### TRECHO PARA LEITURA
+ + + + + + +

Após a execução seu advogado, Thomas Ruffin Gray, que tivera acesso à prisão onde ele estava detido, dedicou-se à tarefa de publicar As Confissões de Nat Turner, em parte resultado das pesquisas realizadas quanto Nat ainda se escondia e em parte resultado de diálogos com ele antes de seu julgamento. Esta publicação é o documento histórico primordial relativo a Nat Turner.

CONSEQUÊNCIAS

Ao todo foram executados 56 negros suspeitos de envolvimento com a rebelião. Nos sangrentos dias que se seguiram, quase 200 negros, muitos dos quais nada tiveram a ver com a rebelião, foram espancados, torturados e mortos por enfurecidas multidões de brancos.[10]

Antes da Revolta de Nat Turner, houve um pequeno e pouco eficiente movimento anti-escravagista no Estado da Virgínia, devido em grande parte a fatores econômicos que tornavam a escravidão menos lucrativa, no Velho Sul dos anos de 1820, e também devido ao temor que os brancos sentiam diante do número cada vez maior de negros, sobretudo nas regiões de Tidewater e Piedmont. A maioria dos membros desse movimento, incluindo o governador em exercício John Floyd, apoiava a abolição devido a tais motivos. Considerações relativas à pureza racial e moral dos brancos também influenciaram muitos desses moradores anti-escravagistas da Virginia.

+ + + + + + +

### MATERIAL
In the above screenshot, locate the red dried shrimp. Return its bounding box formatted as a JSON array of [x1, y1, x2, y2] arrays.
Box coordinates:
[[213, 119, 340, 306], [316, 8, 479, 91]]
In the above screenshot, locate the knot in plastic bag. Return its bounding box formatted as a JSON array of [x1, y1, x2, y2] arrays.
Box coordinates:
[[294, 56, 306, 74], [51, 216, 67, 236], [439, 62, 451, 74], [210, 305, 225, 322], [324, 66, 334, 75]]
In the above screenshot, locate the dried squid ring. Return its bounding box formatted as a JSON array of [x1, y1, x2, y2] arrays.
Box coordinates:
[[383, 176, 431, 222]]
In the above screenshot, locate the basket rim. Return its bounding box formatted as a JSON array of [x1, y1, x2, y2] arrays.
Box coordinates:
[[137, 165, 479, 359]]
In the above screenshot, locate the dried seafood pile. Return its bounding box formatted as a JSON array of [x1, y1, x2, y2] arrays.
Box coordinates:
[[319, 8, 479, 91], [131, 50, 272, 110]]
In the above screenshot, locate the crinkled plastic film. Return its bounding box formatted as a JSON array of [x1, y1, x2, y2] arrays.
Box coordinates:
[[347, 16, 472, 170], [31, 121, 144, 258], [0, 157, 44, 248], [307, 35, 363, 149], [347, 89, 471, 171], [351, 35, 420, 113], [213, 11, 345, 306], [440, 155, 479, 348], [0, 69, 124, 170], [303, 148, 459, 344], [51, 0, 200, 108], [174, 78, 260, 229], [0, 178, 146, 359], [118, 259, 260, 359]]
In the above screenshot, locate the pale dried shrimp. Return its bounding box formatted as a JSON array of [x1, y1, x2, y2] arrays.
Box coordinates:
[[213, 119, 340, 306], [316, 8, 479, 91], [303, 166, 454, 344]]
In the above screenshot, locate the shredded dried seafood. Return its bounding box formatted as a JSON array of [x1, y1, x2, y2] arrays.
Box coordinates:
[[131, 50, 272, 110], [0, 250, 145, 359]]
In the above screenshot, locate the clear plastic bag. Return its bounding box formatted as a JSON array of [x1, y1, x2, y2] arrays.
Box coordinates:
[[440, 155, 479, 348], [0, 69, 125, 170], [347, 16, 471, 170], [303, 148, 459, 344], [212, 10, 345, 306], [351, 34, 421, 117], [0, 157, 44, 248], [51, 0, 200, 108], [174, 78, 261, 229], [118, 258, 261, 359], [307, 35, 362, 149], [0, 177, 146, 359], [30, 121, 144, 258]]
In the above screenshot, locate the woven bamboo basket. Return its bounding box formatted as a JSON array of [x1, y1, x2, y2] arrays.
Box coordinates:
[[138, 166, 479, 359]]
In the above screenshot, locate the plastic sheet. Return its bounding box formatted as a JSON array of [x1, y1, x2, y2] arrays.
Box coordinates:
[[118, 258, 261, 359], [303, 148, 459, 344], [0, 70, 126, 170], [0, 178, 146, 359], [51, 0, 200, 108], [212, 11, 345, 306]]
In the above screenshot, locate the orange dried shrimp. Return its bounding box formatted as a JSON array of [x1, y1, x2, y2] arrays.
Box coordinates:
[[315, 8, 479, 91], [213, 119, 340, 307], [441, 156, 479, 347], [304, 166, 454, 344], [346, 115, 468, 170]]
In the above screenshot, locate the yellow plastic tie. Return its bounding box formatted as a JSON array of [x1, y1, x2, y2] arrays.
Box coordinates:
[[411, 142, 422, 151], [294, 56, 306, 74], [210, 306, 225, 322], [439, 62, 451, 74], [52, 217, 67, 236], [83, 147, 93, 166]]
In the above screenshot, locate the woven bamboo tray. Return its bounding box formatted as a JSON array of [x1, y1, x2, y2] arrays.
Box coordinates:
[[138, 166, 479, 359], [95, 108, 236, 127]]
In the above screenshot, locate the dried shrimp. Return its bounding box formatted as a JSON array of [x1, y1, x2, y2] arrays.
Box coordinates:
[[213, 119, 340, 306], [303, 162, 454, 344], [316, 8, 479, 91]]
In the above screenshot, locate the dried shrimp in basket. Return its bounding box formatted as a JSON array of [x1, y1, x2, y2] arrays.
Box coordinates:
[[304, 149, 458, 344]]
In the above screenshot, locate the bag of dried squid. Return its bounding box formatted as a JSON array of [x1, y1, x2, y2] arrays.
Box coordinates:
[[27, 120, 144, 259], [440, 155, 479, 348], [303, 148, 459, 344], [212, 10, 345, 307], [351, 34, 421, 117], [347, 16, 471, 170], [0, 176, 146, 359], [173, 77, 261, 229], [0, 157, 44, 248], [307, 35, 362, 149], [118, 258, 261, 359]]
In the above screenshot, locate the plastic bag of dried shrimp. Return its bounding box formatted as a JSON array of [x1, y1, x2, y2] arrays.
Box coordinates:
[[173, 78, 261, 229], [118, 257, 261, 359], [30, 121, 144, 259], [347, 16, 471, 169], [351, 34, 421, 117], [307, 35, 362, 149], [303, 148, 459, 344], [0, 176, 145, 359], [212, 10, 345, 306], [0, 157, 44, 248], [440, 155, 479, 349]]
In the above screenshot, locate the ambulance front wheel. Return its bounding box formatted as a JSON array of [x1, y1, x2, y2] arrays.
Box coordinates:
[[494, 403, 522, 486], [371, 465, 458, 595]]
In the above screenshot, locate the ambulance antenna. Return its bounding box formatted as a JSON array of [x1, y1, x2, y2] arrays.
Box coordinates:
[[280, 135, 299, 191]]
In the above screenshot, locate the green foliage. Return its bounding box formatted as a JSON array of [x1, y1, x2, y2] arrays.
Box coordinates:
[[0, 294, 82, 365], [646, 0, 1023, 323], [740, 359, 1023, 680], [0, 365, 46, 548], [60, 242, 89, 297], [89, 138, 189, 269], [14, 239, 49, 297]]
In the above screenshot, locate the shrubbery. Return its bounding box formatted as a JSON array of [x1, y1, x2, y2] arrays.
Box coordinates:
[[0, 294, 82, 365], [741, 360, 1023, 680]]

+ + + + + + +

### OBJETIVO
Escreva a continuação do trecho sobre a Revolta de Nat Turner, começando logo depois da última frase apresentada.

### RESULTADO DO EXERCÍCIO
O temor de que se repetisse a Revolta de Nat Turner serviu para polarizar os moderados e os senhores de escravos em todo o Sul. As municipalidades da região instituíram medidas repressivas contra os negros escravizados e livres. Estes últimos tiveram seus direitos suprimidos. As liberdades de todos os negros da Virgínia foram rigidamente restringidas. No plano social, a rebelião desencorajou os brancos de questionar o sistema escravagista a partir da perspectiva de que semelhante discussão poderia encorajar semelhantes revoltas de escravos. As alforrias de escravos haviam diminuído por volta de 1810. O decréscimo do cultivo do tabaco fez com que a posse de escravos no Alto Sul se tornasse anti-econômica, diante das necessidades dos fazendeiros e, assim, eles começaram a alugar o braço escravo. Com o término do tráfico escravagista, a invenção do descaroçador de algodão e a abertura de novos territórios no Sul Profundo, passou a existir um mercado crescente para a venda de escravos. Durante as próximas décadas mais de um milhão deles foram transportados para o Sul Profundo, numa migração forçada, resultante do tráfico doméstico.

Em termos de reação do público e da perda de vidas de brancos, os senhores de escravos do Alto Sul e dos estados litorâneos ficaram profundamente chocados com Rebelião de Nat Turner. Embora o Levante da Louisiana, no Litoral Alemão, em 1811, tivesse envolvido um número maior de escravos, ele resultou em apenas duas mortes de brancos. Os acontecimentos da Louisana não receberam tanta atenção, naqueles anos, tanto no Alto como no Baixo Sul.

Devido a seu singular status, Nat é considerado um herói por alguns afro-americanos e pan-africanistas, no mundo inteiro.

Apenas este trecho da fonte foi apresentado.